-- PASSAGE GIVEN start --

This question has a finite horizon.  No language can possibly be eternal, right?  (Although C is certainly making a good run for it.)  I don’t expect C++ to be vibrant in 2107, or even 2057.  50 years is an almost incomprehensible span of time in the computer industry; the transistor itself is turning 60 years old this year.  So when I ask, “what is the future of C++?”, I’m really asking about the next 10, 20, and 30 years.

 

Here’s how I see it.  First, consider C++’s past.  As it happens, Bjarne Stroustrup recently released an excellent paper covering C++’s recent history, “Evolving a language in and for the real world: C++ 1991-2006”, at http://research.att.com/~bs/hopl-almost-final.pdf .  There’s also a wonderful 1995 interview with Alexander Stepanov at http://stepanovpapers.com/drdobbs-interview.html which explains C++’s machine model.

-- PASSAGE GIVEN end --

» **STATED EXERCISE 1**
List every four-digit calendar year mentioned in the C++ passage, in the order they appear.
» **STATED EXERCISE 2**
Give the lines of the listing as a JSON list of strings, one string per line and leaving out blank lines, from the line with "Each instance of the stack" through the last line of the listing.
The listing after this has no connection to the C++ passage.

-- SUPPLIED MATERIAL start --

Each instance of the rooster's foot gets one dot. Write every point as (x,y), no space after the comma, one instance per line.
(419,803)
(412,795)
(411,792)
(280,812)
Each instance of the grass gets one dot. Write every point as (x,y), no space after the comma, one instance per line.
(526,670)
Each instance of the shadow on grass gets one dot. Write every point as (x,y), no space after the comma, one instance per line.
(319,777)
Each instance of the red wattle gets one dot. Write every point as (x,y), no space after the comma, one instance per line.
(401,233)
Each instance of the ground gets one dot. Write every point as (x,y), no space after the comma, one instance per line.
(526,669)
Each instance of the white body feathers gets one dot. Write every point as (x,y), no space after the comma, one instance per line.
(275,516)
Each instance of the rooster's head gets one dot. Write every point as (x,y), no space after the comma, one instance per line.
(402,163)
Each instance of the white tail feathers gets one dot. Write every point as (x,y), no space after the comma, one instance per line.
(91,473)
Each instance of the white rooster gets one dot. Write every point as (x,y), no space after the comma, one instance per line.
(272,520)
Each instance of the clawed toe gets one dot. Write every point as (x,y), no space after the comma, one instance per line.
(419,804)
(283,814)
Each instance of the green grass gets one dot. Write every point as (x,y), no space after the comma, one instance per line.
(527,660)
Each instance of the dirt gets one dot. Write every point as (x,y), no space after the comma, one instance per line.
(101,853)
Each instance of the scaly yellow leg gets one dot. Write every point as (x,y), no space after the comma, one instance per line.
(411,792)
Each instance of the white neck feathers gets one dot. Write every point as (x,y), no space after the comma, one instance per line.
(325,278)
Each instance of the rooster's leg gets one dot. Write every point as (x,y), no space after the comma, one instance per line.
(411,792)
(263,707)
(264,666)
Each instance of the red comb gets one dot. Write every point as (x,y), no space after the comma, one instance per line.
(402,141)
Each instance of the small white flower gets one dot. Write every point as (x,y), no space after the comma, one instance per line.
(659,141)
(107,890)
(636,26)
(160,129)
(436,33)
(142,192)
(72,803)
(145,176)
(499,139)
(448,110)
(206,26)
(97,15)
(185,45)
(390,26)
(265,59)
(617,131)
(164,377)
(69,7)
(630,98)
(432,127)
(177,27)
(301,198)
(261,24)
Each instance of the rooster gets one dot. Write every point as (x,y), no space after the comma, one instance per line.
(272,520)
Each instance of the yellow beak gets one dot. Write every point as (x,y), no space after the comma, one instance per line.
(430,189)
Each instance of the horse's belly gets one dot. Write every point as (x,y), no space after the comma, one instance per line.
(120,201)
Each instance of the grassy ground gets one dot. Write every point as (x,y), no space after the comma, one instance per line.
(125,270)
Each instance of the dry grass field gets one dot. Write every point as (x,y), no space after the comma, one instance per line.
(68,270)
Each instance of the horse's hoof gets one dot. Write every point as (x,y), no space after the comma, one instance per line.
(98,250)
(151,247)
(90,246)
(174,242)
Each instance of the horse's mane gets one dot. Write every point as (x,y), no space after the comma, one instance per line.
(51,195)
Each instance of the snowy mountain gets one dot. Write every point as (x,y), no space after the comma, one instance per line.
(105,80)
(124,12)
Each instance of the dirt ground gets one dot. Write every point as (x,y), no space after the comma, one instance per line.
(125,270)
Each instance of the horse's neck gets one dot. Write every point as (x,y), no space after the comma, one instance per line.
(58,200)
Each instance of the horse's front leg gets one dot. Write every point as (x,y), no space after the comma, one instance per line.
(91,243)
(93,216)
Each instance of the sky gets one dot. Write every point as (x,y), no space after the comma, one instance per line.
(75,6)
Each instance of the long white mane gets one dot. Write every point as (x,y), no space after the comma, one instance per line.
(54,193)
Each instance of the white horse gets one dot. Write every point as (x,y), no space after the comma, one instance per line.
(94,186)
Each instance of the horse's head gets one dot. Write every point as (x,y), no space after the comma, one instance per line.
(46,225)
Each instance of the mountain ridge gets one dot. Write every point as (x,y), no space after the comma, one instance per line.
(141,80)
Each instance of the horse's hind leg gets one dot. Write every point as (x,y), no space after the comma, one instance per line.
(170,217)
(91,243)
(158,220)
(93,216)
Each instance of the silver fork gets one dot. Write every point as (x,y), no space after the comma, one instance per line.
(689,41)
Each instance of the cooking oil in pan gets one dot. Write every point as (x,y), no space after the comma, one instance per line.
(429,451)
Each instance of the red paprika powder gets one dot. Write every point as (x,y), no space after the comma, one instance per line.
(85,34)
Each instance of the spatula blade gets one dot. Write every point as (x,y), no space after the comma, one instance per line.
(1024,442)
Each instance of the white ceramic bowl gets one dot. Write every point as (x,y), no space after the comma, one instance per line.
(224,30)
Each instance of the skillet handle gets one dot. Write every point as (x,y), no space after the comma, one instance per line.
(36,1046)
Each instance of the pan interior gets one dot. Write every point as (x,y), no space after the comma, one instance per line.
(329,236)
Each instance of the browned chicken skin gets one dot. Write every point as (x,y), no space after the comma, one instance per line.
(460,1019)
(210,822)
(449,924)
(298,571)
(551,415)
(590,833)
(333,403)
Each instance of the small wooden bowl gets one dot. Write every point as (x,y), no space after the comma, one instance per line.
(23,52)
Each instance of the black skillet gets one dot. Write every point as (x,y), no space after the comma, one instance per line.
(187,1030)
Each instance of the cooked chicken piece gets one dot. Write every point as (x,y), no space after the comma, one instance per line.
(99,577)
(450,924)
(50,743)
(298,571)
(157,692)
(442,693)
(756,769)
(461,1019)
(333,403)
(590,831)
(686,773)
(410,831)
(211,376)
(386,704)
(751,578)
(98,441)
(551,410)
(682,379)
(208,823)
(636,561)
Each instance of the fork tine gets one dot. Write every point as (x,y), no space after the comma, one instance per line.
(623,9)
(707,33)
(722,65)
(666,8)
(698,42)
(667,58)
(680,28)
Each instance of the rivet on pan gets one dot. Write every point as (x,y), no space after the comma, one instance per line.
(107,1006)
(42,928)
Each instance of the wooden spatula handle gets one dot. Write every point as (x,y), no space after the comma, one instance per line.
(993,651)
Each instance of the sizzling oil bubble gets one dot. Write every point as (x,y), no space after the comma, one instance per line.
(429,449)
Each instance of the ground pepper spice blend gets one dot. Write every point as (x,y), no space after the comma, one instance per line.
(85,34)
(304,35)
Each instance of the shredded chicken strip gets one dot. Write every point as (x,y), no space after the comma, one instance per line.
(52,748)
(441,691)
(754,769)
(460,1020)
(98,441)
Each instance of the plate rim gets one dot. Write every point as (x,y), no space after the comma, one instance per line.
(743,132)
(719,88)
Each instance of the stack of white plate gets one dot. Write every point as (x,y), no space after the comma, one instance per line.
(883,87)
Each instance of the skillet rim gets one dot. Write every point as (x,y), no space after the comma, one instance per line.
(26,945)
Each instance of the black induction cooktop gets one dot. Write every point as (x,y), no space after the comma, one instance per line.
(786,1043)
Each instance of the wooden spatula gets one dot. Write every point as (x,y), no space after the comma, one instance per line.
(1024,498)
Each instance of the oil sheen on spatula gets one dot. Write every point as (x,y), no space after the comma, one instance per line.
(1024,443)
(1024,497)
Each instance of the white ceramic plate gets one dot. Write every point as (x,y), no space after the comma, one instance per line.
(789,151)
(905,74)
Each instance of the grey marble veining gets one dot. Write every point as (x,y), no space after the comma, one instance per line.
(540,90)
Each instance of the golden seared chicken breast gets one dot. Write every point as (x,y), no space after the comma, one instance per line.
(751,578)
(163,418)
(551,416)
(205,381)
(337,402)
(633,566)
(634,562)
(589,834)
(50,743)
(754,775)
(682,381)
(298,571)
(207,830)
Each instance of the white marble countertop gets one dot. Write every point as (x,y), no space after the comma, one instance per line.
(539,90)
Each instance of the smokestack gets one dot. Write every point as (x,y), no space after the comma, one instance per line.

-- SUPPLIED MATERIAL end --

» **CORRECT RESPONSE 1**
2107, 2057, 1991, 2006, 1995

» **CORRECT RESPONSE 2**
[
  "Each instance of the stack of white plate gets one dot. Write every point as (x,y), no space after the comma, one instance per line.",
  "(883,87)",
  "Each instance of the skillet rim gets one dot. Write every point as (x,y), no space after the comma, one instance per line.",
  "(26,945)",
  "Each instance of the black induction cooktop gets one dot. Write every point as (x,y), no space after the comma, one instance per line.",
  "(786,1043)",
  "Each instance of the wooden spatula gets one dot. Write every point as (x,y), no space after the comma, one instance per line.",
  "(1024,498)",
  "Each instance of the oil sheen on spatula gets one dot. Write every point as (x,y), no space after the comma, one instance per line.",
  "(1024,443)",
  "(1024,497)",
  "Each instance of the white ceramic plate gets one dot. Write every point as (x,y), no space after the comma, one instance per line.",
  "(789,151)",
  "(905,74)",
  "Each instance of the grey marble veining gets one dot. Write every point as (x,y), no space after the comma, one instance per line.",
  "(540,90)",
  "Each instance of the golden seared chicken breast gets one dot. Write every point as (x,y), no space after the comma, one instance per line.",
  "(751,578)",
  "(163,418)",
  "(551,416)",
  "(205,381)",
  "(337,402)",
  "(633,566)",
  "(634,562)",
  "(589,834)",
  "(50,743)",
  "(754,775)",
  "(682,381)",
  "(298,571)",
  "(207,830)",
  "Each instance of the white marble countertop gets one dot. Write every point as (x,y), no space after the comma, one instance per line.",
  "(539,90)",
  "Each instance of the smokestack gets one dot. Write every point as (x,y), no space after the comma, one instance per line."
]